___ Excerpted passage ___

Foreign Affairs officials are warning New Zealand travellers about an outbreak in Germany of a serious complication of some strains of E. coli infections, which has killed 17 people.
Most E. coli bacteria are relatively harmless, but the latest strain is a complication of a particular type which produces toxins that damage blood cells and can cause kidney failure.
"The outbreak is centred in northern Germany but cases have been reported across the country," the Ministry of Foreign Affairs SafeTravel website said.
Additional cases have been reported outside Germany but in most of these the affected people had recently visited Germany.
The warning was prompted by the Ministry of Health, which said today new research was being started at Massey University into the pathways for infection for the toxin-producing E. coli infection in this country - long though to be spread to humans from animal waste.
Authorities have been unable to identify the source of the virulent strain in the German outbreak, though people had been warned against eating cucumbers, raw tomatoes and lettuce, especially in the north of the country.
The recommendation would continue until new evidence about the outbreak was available, MFAT said.
Initially, imported Spanish cucumbers were blamed but authorities have since said the E. coli strain found on the cucumbers did not match the killer bacteria. Spanish farmers have complained that lost sales are costing them $NZ350 million a week and that crisis could put 70,000 people out of work .
The strain of infection suspected in the outbreak has not yet shown up in New Zealand, Ministry of Health chief adviser Dr John Holmes, told NZPA.
He noted that separately, there had been increasing numbers of infections in New Zealand - from other strains of E. coli bacteria.

___

## Work order:
List the foods that the news report on the E. coli outbreak in Germany says people had been warned against eating. The source data that comes next is not needed.

___ Source data ___

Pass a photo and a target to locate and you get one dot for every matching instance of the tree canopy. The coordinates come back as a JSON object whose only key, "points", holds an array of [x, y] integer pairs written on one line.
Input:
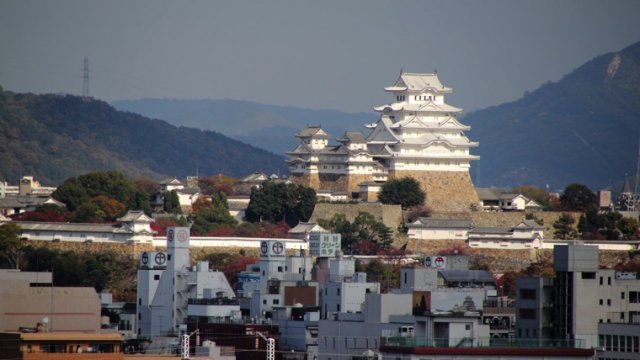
{"points": [[101, 196], [364, 236], [405, 192], [10, 246], [281, 202], [210, 215]]}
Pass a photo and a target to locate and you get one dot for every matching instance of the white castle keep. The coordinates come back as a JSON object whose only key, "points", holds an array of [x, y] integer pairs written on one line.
{"points": [[417, 135]]}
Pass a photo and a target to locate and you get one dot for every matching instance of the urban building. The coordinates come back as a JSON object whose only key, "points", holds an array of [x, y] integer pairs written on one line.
{"points": [[582, 296], [133, 227], [29, 300], [167, 282], [60, 345]]}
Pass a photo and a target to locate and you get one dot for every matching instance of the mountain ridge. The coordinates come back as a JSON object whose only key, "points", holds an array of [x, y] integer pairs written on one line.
{"points": [[54, 137], [582, 128]]}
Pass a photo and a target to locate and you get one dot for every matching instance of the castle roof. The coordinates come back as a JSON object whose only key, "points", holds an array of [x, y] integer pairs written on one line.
{"points": [[626, 188], [313, 131], [489, 193], [430, 223], [418, 82], [135, 215], [382, 134], [418, 123], [430, 138], [427, 106], [352, 137]]}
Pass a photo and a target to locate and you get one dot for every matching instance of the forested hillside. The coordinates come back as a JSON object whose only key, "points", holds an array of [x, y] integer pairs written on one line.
{"points": [[265, 126], [584, 128], [54, 137]]}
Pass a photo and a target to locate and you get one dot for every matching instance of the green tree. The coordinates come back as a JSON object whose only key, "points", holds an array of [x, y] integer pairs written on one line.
{"points": [[110, 209], [628, 227], [532, 216], [11, 246], [405, 192], [534, 193], [564, 227], [365, 236], [213, 184], [87, 212], [578, 197], [281, 202], [172, 202], [211, 215], [76, 191], [72, 193]]}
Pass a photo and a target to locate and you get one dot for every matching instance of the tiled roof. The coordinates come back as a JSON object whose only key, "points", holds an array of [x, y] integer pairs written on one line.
{"points": [[489, 193], [313, 131]]}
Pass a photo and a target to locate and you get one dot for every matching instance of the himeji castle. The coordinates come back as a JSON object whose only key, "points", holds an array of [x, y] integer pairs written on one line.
{"points": [[418, 135]]}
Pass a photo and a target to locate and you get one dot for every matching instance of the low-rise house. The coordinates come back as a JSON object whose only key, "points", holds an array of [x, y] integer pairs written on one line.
{"points": [[187, 194], [238, 206], [492, 199], [60, 345], [303, 229], [526, 235], [18, 204], [332, 195], [29, 300], [134, 226], [368, 190], [439, 229]]}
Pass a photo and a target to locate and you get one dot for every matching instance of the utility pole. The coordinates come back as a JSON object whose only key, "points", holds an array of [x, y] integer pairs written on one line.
{"points": [[271, 346], [185, 343]]}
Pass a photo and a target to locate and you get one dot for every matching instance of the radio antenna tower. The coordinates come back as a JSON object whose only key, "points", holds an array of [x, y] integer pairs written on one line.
{"points": [[636, 195], [85, 78]]}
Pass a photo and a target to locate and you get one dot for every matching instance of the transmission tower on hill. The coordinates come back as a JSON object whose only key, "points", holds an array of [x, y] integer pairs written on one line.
{"points": [[85, 78]]}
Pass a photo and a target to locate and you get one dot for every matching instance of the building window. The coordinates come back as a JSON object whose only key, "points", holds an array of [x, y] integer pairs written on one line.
{"points": [[527, 294], [588, 275], [527, 314]]}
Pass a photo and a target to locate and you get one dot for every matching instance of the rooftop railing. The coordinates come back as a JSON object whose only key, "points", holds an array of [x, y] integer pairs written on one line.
{"points": [[484, 342]]}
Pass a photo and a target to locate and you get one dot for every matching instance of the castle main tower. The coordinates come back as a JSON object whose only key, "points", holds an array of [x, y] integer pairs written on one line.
{"points": [[418, 135]]}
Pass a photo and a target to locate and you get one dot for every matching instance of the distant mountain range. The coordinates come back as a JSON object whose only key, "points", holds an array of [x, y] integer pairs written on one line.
{"points": [[269, 127], [54, 137], [584, 128]]}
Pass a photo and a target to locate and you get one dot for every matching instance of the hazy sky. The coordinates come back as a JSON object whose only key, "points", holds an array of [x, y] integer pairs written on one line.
{"points": [[312, 54]]}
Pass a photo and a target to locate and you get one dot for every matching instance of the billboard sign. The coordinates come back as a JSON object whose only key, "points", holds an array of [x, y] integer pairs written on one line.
{"points": [[324, 244]]}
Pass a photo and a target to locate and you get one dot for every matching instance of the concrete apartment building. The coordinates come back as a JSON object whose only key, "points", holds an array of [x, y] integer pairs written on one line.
{"points": [[167, 286], [29, 300], [589, 306]]}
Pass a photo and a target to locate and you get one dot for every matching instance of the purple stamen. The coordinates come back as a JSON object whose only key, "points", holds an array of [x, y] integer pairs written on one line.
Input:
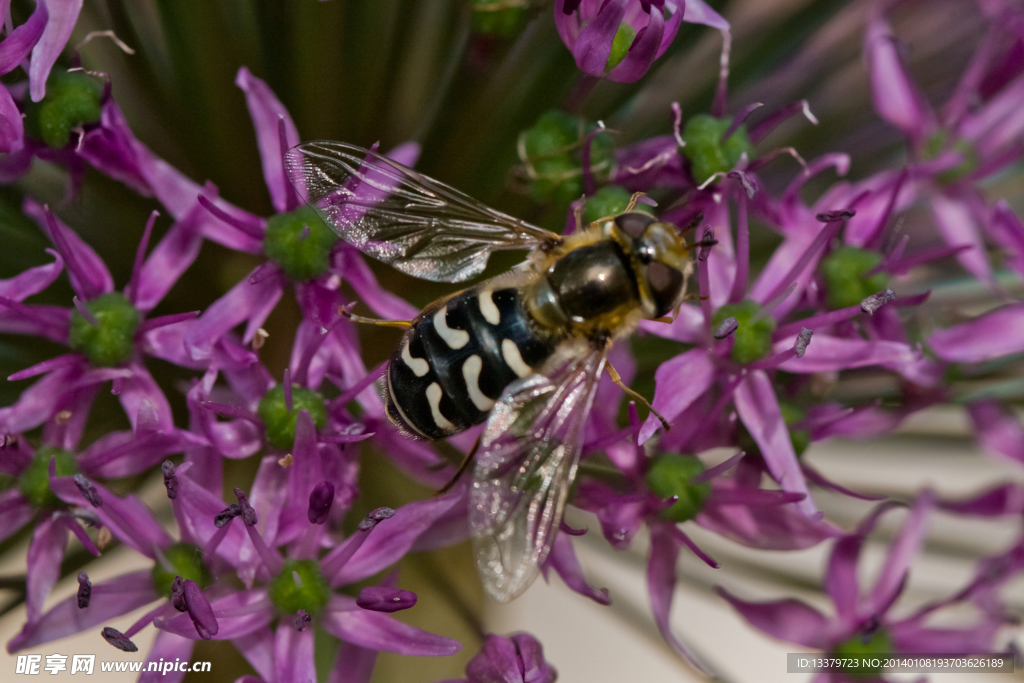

___

## Response area:
- Cucumbers
- Raw tomatoes
- Lettuce